[Exercise requirements] Start at the first line of the material below and retype each line through the one containing "object: tiny dark dot", exactly.

[Available records]
==*==

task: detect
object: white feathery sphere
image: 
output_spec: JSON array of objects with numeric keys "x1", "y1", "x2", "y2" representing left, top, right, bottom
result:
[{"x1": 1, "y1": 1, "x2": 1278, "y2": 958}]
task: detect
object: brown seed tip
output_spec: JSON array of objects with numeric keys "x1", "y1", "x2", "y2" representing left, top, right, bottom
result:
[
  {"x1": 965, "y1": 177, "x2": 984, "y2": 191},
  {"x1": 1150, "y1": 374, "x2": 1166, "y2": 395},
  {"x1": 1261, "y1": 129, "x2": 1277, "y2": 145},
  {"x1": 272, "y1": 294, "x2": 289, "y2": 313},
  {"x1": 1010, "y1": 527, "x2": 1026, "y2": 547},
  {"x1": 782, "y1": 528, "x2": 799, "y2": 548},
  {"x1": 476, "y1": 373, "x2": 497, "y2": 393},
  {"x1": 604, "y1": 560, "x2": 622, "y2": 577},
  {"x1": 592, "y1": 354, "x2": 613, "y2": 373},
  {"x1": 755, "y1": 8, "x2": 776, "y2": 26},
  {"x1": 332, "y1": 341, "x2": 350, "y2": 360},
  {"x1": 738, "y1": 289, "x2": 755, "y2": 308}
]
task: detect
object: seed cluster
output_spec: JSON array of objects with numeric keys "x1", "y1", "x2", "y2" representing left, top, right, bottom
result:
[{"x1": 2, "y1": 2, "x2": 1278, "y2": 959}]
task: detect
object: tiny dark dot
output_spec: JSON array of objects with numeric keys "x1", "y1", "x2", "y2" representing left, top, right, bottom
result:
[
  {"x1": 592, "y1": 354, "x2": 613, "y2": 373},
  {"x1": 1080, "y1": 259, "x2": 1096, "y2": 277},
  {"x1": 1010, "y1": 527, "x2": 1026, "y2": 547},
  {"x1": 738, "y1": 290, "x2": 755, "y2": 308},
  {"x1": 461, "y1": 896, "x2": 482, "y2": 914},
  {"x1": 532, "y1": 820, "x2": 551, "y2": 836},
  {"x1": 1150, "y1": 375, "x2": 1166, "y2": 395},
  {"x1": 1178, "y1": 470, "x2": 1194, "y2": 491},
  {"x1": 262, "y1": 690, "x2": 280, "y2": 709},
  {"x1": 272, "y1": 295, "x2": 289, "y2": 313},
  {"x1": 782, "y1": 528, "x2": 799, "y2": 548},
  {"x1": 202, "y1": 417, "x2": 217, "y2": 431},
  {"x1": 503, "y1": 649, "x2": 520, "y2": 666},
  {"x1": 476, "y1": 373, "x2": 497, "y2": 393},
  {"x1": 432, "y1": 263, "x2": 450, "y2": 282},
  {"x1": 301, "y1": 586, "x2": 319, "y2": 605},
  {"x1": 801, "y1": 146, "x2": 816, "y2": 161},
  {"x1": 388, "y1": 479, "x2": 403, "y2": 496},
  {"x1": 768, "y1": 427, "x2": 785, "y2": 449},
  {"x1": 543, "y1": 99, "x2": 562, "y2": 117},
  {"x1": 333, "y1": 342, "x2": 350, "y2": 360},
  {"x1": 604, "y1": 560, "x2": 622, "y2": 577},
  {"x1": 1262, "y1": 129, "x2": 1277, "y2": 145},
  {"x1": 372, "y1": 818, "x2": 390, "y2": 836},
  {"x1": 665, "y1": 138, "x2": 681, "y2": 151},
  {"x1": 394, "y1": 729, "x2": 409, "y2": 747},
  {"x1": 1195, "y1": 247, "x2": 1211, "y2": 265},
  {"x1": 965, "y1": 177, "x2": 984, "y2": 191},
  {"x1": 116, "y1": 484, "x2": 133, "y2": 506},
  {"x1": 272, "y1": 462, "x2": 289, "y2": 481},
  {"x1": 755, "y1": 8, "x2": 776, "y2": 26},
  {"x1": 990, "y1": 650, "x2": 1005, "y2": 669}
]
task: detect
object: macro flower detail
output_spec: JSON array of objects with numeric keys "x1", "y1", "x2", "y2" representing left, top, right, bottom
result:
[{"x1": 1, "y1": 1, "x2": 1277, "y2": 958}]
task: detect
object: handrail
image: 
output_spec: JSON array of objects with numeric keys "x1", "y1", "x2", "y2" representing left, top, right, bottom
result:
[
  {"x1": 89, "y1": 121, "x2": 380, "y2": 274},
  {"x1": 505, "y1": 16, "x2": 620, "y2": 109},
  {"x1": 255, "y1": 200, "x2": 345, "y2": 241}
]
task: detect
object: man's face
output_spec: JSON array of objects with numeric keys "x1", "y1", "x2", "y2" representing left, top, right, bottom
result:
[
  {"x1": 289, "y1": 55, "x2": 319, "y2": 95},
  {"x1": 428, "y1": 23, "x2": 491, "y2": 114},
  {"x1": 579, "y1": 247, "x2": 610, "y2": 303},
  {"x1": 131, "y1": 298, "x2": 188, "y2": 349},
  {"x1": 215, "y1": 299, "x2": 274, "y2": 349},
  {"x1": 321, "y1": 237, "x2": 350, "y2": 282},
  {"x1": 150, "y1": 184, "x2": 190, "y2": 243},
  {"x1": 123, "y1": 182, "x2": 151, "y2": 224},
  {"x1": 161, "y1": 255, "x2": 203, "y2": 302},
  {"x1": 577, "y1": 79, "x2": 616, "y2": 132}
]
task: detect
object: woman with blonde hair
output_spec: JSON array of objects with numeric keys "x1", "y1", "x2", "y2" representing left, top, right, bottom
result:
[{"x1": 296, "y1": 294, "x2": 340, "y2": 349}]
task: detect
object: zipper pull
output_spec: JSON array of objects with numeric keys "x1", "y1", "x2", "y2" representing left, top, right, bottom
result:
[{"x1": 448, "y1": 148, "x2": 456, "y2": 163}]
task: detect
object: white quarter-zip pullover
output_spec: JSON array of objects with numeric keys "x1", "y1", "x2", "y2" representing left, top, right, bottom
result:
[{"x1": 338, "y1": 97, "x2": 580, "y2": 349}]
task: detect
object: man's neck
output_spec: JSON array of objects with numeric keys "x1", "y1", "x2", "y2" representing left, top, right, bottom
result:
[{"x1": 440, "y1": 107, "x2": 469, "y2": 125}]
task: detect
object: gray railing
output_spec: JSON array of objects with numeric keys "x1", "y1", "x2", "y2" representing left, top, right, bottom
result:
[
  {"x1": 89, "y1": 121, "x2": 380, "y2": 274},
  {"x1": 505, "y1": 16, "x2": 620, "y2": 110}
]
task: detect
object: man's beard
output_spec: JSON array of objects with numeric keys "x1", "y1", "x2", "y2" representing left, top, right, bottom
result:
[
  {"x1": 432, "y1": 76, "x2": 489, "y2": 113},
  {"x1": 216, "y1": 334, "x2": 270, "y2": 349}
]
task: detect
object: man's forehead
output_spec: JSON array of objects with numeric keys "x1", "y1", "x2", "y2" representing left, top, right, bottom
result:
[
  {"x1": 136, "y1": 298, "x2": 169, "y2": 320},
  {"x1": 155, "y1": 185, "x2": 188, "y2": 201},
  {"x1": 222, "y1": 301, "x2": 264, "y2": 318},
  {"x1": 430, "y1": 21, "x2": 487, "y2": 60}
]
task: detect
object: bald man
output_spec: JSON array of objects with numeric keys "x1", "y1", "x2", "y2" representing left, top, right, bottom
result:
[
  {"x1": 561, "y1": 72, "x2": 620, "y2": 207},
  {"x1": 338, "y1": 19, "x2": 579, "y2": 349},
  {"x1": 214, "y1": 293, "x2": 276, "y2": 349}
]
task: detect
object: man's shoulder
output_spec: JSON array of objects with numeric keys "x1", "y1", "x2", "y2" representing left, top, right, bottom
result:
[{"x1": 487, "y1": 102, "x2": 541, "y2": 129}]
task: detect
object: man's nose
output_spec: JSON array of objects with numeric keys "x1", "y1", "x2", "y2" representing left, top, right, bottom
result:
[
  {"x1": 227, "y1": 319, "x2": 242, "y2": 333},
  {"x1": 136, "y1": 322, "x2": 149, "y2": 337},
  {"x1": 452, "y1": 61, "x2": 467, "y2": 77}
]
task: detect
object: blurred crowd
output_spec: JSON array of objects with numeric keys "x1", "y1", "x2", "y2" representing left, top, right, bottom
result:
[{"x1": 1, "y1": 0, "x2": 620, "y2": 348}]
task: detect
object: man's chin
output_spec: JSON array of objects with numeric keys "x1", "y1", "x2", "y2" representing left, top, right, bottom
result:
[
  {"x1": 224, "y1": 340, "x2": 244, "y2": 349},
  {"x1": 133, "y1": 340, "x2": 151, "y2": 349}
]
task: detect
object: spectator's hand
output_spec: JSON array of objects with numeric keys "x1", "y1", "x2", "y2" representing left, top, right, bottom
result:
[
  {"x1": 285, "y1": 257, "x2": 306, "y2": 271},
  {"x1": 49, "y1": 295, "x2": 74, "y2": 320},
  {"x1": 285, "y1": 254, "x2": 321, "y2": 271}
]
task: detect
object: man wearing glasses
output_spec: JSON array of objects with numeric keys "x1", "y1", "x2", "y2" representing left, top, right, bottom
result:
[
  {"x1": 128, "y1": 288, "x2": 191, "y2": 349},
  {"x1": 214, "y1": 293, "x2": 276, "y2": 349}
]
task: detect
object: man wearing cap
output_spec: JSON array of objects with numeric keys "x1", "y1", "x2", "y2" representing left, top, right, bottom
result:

==*==

[Solution for this task]
task: detect
object: white feathery sphere
image: 
output_spec: JSON array of objects with numeric keys "x1", "y1", "x2", "y2" representing left, top, right, bottom
result:
[{"x1": 1, "y1": 1, "x2": 1278, "y2": 958}]
task: detect
object: brown seed tip
output_spec: JSON array of objects with numeric keys "x1", "y1", "x2", "y2" representing left, top, right, bottom
result:
[
  {"x1": 965, "y1": 177, "x2": 984, "y2": 191},
  {"x1": 1150, "y1": 374, "x2": 1166, "y2": 395},
  {"x1": 1261, "y1": 129, "x2": 1277, "y2": 145},
  {"x1": 272, "y1": 294, "x2": 289, "y2": 313},
  {"x1": 1010, "y1": 527, "x2": 1026, "y2": 547},
  {"x1": 782, "y1": 528, "x2": 799, "y2": 548},
  {"x1": 476, "y1": 373, "x2": 497, "y2": 393},
  {"x1": 604, "y1": 560, "x2": 622, "y2": 577},
  {"x1": 592, "y1": 354, "x2": 613, "y2": 373},
  {"x1": 755, "y1": 8, "x2": 776, "y2": 26},
  {"x1": 332, "y1": 341, "x2": 350, "y2": 360},
  {"x1": 738, "y1": 289, "x2": 755, "y2": 308}
]
task: detect
object: seed cluster
output_spec: JSON array of objects with numeric keys "x1", "y1", "x2", "y2" representing left, top, right, bottom
result:
[{"x1": 2, "y1": 2, "x2": 1278, "y2": 959}]
task: detect
object: tiny dark dot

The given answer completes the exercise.